▶ **EXTRACTED ENTRIES**
※ ※ ※

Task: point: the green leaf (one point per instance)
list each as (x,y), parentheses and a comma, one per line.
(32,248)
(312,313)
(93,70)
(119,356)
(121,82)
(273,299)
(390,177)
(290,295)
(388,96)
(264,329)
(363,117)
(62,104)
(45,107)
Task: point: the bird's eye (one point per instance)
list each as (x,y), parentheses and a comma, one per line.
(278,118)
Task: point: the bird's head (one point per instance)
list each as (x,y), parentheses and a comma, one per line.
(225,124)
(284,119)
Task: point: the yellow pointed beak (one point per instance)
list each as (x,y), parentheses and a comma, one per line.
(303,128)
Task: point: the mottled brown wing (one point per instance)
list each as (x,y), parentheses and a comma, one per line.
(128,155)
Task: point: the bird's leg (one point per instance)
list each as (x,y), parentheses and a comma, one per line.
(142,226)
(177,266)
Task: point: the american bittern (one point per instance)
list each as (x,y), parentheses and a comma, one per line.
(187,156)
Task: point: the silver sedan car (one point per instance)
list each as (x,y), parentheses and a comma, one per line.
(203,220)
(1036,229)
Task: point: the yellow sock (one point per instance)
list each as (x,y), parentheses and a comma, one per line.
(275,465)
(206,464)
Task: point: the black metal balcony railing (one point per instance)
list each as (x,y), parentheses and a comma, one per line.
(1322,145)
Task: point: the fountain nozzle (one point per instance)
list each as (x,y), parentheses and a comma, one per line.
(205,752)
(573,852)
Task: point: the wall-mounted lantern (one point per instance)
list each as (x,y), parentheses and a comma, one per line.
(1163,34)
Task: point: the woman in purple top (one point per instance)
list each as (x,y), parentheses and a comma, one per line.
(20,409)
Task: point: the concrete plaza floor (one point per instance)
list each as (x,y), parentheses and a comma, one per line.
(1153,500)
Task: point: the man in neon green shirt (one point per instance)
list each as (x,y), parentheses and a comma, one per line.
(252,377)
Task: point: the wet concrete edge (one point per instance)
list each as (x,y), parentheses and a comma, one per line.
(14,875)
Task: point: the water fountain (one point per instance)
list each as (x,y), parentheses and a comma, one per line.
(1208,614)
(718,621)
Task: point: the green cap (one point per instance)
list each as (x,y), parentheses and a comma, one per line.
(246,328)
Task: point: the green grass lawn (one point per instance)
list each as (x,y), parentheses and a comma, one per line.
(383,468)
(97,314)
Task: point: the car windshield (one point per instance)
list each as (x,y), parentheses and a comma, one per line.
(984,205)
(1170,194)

※ ※ ※

▶ **ACTIVITY**
Each line above should appear again, reproduced exactly.

▶ **RESULT**
Task: point: the green leaf (one point per instance)
list each as (x,y), parentheses and a comma, one per line.
(32,248)
(312,313)
(93,70)
(119,356)
(121,82)
(273,299)
(390,177)
(290,295)
(388,96)
(264,329)
(363,117)
(62,104)
(45,107)
Task: point: the bird's eye (one point per instance)
list each as (x,y), parentheses and a comma, one per line.
(278,118)
Task: point: the bird's head (one point per instance)
list each as (x,y), parentheses and a comma, one per line.
(225,124)
(284,119)
Task: point: the yellow pointed beak (one point per instance)
list each as (x,y), parentheses and a comma, one per line.
(303,128)
Task: point: the mottled brown wing (one point per instance)
list each as (x,y), parentheses and a comma, one per line.
(128,155)
Task: point: the bird's leg (one point per instance)
list each as (x,y), parentheses and a comma, one per line.
(142,226)
(177,266)
Task: point: the american bittern (one point per instance)
list each as (x,y), parentheses and a comma, one per line.
(187,156)
Task: point: the silver sedan car (one point per instance)
list each as (x,y), parentheses and a comma, one per line.
(203,220)
(1036,229)
Task: point: the yellow sock (one point per instance)
list each as (x,y), parentheses and a comma, one per line.
(275,465)
(206,464)
Task: point: the black metal balcony railing (one point per instance)
list each as (x,y), parentheses and a comma, one per line.
(1322,145)
Task: point: the fountain nozzle (one point per instance)
list each as (x,y), parentheses and a comma, one per line.
(205,752)
(573,852)
Task: point: the wall-mounted lantern (one point per instance)
list each as (x,y), parentheses and a comma, one per line.
(1163,34)
Task: point: the woman in purple top (one point per instance)
list each as (x,y), parentheses and a comma, one per line.
(20,409)
Task: point: the concrete plaza floor (one point per instance)
list each as (x,y), parentheses and a comma, one per line.
(1153,500)
Task: point: the man in neon green shirt (one point per instance)
list each as (x,y), parentheses and a comma, one per line.
(252,377)
Task: point: the wet concrete edge (one point per instance)
list each as (x,y), parentheses and a comma, one per line.
(14,875)
Task: point: the water fountain (one point per instance)
list each as (x,y), parentheses and a comma, one per line.
(1208,614)
(718,621)
Task: point: the green cap (one point per instance)
list each as (x,y), parentheses and a comma, one per line.
(246,328)
Task: point: the green grass lawn (one point per instance)
list each as (x,y), parentheses and a comma, one per line.
(383,468)
(97,314)
Task: point: the car windshield (one point per instance)
list each as (x,y), parentheses and a comma, one per line.
(984,205)
(1170,194)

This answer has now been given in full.